| Data to use |
==================================================
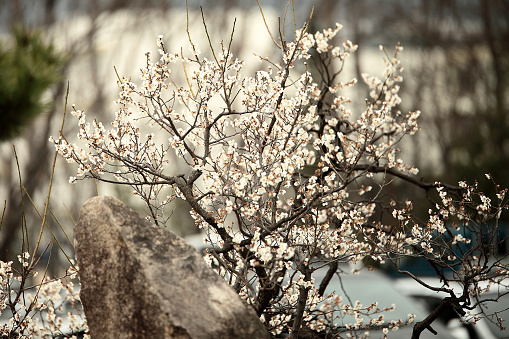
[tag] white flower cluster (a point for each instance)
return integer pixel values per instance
(40, 314)
(279, 153)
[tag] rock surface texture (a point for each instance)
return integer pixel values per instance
(141, 281)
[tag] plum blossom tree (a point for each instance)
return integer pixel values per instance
(286, 180)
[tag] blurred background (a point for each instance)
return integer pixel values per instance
(456, 58)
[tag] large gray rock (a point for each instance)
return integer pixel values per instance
(141, 281)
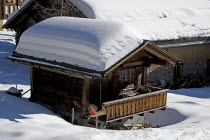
==================================================
| To be done |
Retype all of the material above line by line, with every character unchanged, and leave out the pictures.

| Answer |
[tag] white flower cluster (a point for each instance)
return integer pixel values per instance
(40, 314)
(279, 153)
[tag] rock surface texture (a point for each instance)
return integer pixel values per instance
(141, 281)
[tag] plum blossom tree (a point for each instance)
return integer pixel values per instance
(286, 180)
[tag] blurred background (a point for each instance)
return integer pixel values per instance
(456, 58)
[tag] large gray rock (a point for each instance)
return integer pixel values per instance
(141, 281)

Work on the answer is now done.